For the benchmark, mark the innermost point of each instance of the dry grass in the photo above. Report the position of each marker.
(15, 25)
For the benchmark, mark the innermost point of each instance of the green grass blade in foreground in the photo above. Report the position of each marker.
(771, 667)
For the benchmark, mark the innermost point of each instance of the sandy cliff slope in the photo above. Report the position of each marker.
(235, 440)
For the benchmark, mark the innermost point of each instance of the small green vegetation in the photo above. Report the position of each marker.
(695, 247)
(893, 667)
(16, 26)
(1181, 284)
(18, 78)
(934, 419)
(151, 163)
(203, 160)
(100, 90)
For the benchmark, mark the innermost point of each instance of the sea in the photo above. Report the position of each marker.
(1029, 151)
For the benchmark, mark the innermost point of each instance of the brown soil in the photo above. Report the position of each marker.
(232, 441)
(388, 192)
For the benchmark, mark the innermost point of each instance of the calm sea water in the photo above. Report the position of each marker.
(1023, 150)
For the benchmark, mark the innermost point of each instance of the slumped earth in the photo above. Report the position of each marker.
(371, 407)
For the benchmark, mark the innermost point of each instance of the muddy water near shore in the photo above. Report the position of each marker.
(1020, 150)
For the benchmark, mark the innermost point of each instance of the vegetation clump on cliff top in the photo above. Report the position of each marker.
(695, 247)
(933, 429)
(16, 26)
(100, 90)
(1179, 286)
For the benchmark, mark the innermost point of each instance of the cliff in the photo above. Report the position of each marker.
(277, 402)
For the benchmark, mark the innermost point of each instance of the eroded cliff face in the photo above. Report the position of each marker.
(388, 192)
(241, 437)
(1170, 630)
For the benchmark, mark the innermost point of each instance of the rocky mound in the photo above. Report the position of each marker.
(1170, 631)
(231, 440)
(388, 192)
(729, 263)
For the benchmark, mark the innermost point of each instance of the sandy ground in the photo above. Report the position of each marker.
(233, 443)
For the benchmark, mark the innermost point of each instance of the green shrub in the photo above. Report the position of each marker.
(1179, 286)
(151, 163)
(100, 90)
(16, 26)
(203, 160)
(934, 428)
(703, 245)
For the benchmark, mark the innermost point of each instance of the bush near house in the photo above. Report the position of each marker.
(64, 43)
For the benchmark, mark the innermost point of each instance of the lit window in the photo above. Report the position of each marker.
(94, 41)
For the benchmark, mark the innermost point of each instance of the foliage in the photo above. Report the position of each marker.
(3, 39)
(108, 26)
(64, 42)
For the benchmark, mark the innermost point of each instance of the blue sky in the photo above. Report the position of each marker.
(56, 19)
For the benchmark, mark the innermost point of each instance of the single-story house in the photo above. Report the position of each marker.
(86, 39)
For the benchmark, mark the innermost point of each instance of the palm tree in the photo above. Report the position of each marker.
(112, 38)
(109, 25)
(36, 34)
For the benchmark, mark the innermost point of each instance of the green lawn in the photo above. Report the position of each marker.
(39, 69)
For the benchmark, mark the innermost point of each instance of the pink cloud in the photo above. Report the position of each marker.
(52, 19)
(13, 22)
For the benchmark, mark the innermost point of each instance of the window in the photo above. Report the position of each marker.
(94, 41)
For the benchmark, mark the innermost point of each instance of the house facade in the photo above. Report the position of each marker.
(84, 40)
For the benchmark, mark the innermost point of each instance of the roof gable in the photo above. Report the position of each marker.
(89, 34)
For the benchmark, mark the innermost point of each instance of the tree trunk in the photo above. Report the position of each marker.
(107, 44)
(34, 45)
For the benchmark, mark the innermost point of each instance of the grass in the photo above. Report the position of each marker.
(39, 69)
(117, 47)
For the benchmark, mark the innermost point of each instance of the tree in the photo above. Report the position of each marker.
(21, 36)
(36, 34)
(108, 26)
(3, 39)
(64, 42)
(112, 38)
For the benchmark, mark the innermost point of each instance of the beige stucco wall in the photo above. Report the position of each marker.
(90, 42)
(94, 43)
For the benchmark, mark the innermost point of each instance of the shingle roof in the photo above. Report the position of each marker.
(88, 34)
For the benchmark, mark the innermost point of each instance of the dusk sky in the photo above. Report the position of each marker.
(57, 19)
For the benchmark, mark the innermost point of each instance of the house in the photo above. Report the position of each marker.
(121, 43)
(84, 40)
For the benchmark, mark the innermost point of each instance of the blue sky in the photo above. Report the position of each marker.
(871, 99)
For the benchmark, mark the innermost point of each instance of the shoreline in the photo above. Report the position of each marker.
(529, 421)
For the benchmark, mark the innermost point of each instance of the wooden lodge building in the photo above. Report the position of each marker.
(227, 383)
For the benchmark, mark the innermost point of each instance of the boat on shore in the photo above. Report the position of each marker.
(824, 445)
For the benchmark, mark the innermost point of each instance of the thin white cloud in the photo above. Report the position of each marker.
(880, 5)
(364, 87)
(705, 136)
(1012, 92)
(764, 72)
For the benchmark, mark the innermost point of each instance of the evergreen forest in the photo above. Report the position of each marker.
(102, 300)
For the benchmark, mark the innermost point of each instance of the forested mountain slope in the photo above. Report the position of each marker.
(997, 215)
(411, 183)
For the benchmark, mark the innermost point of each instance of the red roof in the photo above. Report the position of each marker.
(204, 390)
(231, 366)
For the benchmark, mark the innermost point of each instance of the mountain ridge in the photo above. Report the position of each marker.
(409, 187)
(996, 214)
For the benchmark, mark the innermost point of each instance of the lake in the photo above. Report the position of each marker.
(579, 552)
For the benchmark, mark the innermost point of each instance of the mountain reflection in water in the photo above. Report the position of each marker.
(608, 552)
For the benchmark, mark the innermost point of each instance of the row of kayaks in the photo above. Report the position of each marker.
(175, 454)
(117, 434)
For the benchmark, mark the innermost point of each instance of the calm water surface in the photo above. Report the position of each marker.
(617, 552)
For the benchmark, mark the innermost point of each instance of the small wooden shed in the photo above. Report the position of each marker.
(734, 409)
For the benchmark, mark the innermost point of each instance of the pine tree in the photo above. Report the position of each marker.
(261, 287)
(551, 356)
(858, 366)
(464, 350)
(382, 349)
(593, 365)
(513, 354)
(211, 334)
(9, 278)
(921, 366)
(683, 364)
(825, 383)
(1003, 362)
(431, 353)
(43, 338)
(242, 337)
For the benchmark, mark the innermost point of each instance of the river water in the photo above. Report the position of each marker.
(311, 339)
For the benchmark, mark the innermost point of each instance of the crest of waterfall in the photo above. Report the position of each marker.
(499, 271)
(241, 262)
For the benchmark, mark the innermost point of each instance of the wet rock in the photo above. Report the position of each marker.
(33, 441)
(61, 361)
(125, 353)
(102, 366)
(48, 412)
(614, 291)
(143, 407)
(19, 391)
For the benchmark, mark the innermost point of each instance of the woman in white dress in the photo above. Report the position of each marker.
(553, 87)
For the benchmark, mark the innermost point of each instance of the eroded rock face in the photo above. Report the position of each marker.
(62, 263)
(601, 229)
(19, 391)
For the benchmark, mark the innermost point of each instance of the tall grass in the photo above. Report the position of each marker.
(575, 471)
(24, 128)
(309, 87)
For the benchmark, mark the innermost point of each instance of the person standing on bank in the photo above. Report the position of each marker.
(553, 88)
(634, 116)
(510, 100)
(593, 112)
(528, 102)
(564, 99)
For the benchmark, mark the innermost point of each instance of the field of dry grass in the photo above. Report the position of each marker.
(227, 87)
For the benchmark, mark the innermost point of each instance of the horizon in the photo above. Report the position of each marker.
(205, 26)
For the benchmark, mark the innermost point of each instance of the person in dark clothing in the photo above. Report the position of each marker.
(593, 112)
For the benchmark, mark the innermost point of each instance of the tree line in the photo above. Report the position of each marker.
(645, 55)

=-=-=-=-=

■ **STATED EXERCISE**
Each entry above is to be printed again exactly.

■ **FINISHED ANSWER**
For the benchmark, mark the innermost point of each instance of the dry grass in the photo above. Report the position of each marker.
(15, 25)
For the benchmark, mark the innermost point of each instance of the green grass blade in foreground in the photo above. Report the position of each marker.
(771, 667)
For the benchmark, mark the innermost point of each instance of the sandy cliff slope in the photo above. Report the position of each marker.
(235, 440)
For the benchmark, mark the innermost point of each instance of the small green vegetation in the photo above. Report the position of each marker.
(695, 247)
(893, 667)
(16, 26)
(1181, 284)
(18, 78)
(934, 419)
(151, 163)
(203, 160)
(100, 90)
For the benchmark, mark the innermost point of each instance of the sea in the photo above. Report the position of each marker.
(1029, 151)
For the benchmark, mark the innermost point of each instance of the brown soil in the photo above. Report the position of each marker.
(232, 441)
(388, 192)
For the benchmark, mark the innermost point of each instance of the calm sea water in the photo above. Report the position of each marker.
(1023, 150)
For the benchmark, mark the innermost point of each instance of the slumped earth in the photo above. Report the position of each marker.
(371, 407)
For the benchmark, mark the innermost point of each instance of the muddy water near shore in the photo above. Report the position of each marker.
(1020, 150)
For the benchmark, mark the innermost point of each instance of the vegetation clump on cliff top in the photo above. Report the position of each marker.
(695, 247)
(933, 429)
(16, 26)
(100, 90)
(1179, 286)
For the benchmark, mark the innermost point of each instance of the cliff in the photo above. Report the position of each marker.
(277, 402)
For the benchmark, mark the innermost point of each instance of the eroded cliff face in the photo above. Report the position of each marker.
(388, 192)
(241, 437)
(1170, 630)
For the benchmark, mark the innermost point of each instance of the rocky mound in the photo above. Report the position of each marker.
(1170, 631)
(231, 440)
(388, 192)
(729, 263)
For the benchmark, mark the innermost point of each instance of the sandy ground in the photo above. Report the position of each marker.
(233, 443)
For the benchmark, mark the innermost point of each instance of the green shrub in the photo above. Report the position of each marker.
(1179, 286)
(151, 163)
(100, 90)
(16, 26)
(203, 160)
(934, 428)
(703, 245)
For the benchmark, mark the innermost point of each instance of the bush near house in the photo above. Report the position of each marker.
(64, 43)
For the benchmark, mark the innermost point of each instance of the lit window in the photo above. Report the position of each marker.
(94, 41)
For the benchmark, mark the innermost point of each instance of the foliage in the photo above. Report the position of each marker.
(3, 39)
(108, 26)
(64, 42)
For the benchmark, mark the innermost point of each instance of the blue sky in the photo above. Report the position of each marker.
(56, 19)
For the benchmark, mark the innermost point of each instance of the single-story house in the photo above. Report the position of each marker.
(86, 39)
For the benchmark, mark the innermost point of each instance of the palm tree in the photo above. Report the position of each marker.
(112, 38)
(109, 25)
(36, 34)
For the benchmark, mark the innermost point of each instance of the green lawn in the photo above. Report the position of each marker.
(39, 69)
For the benchmark, mark the innermost point of each instance of the pink cloud in the photo above. Report the position of each marker.
(52, 19)
(13, 22)
For the benchmark, mark the innermost point of each instance of the window in the photo above. Report the position of each marker.
(94, 41)
For the benchmark, mark the innermost point of each instance of the house facade in the photo above. Report the position of each marker.
(84, 40)
For the benchmark, mark the innermost point of each instance of the roof gable in the photo above. Report the position of each marker.
(89, 34)
For the benchmark, mark the innermost point of each instance of the tree trunk in the photo above. Report the position of each marker.
(107, 44)
(34, 45)
For the benchmark, mark the innermost point of each instance of the grass in the photo above. Report the position of each marker.
(39, 69)
(117, 47)
For the benchmark, mark the innermost point of each instance of the tree in the photo above. Report the position of each marker.
(21, 36)
(36, 34)
(108, 26)
(3, 39)
(64, 42)
(112, 38)
For the benchmark, mark the innermost point of each instance of the beige stucco wall in the photo above. Report the position of each marker.
(90, 42)
(94, 43)
For the benchmark, mark the innermost point of each instance of the shingle roof in the photo above. Report the position of each marker.
(88, 34)
For the benchmark, mark the innermost point of each instance of the dusk sky in the photo above. Report the position of each marker.
(57, 19)
For the benchmark, mark the innermost point of each instance of the house in the photo above. Report the position of each marker.
(121, 43)
(84, 40)
For the benchmark, mark the innermost point of each instance of the blue sky in the photo above. Report the position of each marker.
(871, 99)
For the benchmark, mark the innermost point of each instance of the shoreline in the photo above. Report the position of each marker.
(529, 421)
For the benchmark, mark the innermost point of each instance of the wooden lodge building in the photo above. Report the position of each marker.
(227, 383)
For the benchmark, mark the innermost point of each instance of the boat on shore in the photo above. Report the position of each marker.
(824, 445)
For the benchmark, mark the innermost point of each instance of the thin white cloud in the photo above. Report the position of each marker.
(880, 5)
(364, 87)
(705, 136)
(1012, 92)
(764, 72)
For the benchmark, mark the innermost point of each instance of the evergreen forest in the photo above. Report the position of each marker.
(102, 300)
For the benchmark, mark the innermost point of each instance of the forested mountain slope in the photo above. Report the position of each marker.
(997, 215)
(411, 183)
For the benchmark, mark the innermost point of each instance of the red roof in the photo above. Report the position of each marker.
(204, 390)
(231, 366)
For the benchmark, mark the innermost point of each instance of the mountain ridge in the photo above. Report the position of each marker.
(409, 187)
(996, 214)
For the benchmark, mark the innermost point of each instance of the lake in the photo above. Report the position of each marker.
(579, 552)
For the benchmark, mark the innermost point of each instance of the mountain reflection in water in the photo above. Report the position of each marker.
(608, 552)
For the benchmark, mark the innermost point of each instance of the row of kayaks in the photo above. Report the position of each marker.
(175, 454)
(117, 434)
For the benchmark, mark the innermost point of each instance of the calm water surface in the photo above. Report the position of each marker.
(617, 552)
For the benchmark, mark the innermost point of each instance of the small wooden shed in the photo above. Report the position of each marker.
(734, 409)
For the benchmark, mark the innermost point of each instance of the pine tree in the photo above. Report the position of each marker.
(261, 287)
(551, 356)
(858, 366)
(464, 350)
(382, 349)
(593, 365)
(513, 354)
(211, 334)
(9, 278)
(921, 366)
(683, 364)
(825, 383)
(1003, 362)
(431, 353)
(43, 338)
(242, 337)
For the benchmark, mark the innermost point of each instance of the river water in the photo above. Report the position of each marker.
(311, 339)
For the benchmark, mark the innermost point of each instance of the crest of waterfall in the photo above. Report the position of each marker.
(499, 271)
(241, 262)
For the benchmark, mark the innermost point of each instance of the wet rock in the photo above. Report the position of each marker.
(33, 441)
(61, 361)
(125, 353)
(102, 366)
(48, 412)
(614, 291)
(143, 407)
(19, 391)
For the benchmark, mark the innermost point of each instance of the woman in white dress in the photo above. Report the position of each marker.
(553, 87)
For the benchmark, mark the innermost point of each instance of the eroded rock face in the photo above. Report the position of each marker.
(62, 263)
(601, 229)
(19, 391)
For the benchmark, mark the innermost point of each instance of the tall grass in the photo above. Report the position of each marker.
(575, 471)
(24, 128)
(309, 87)
For the benchmark, mark the innermost point of each instance of the person standing on bank in the photo above. Report the position of each marker.
(553, 88)
(634, 116)
(510, 100)
(593, 112)
(528, 102)
(564, 99)
For the benchmark, mark the innermost point of each instance of the field of dry grass in the photo above. Report the position of each marker.
(227, 87)
For the benchmark, mark the innermost point of each instance of the horizon in the photo above. Report the position of each marker.
(205, 26)
For the benchmark, mark the innermost point of each instance of the person in dark clothing in the photo above. Report the position of each marker.
(593, 112)
For the benchmark, mark the innermost point of each instance of the tree line in the photo above. Report the position of each marker.
(645, 55)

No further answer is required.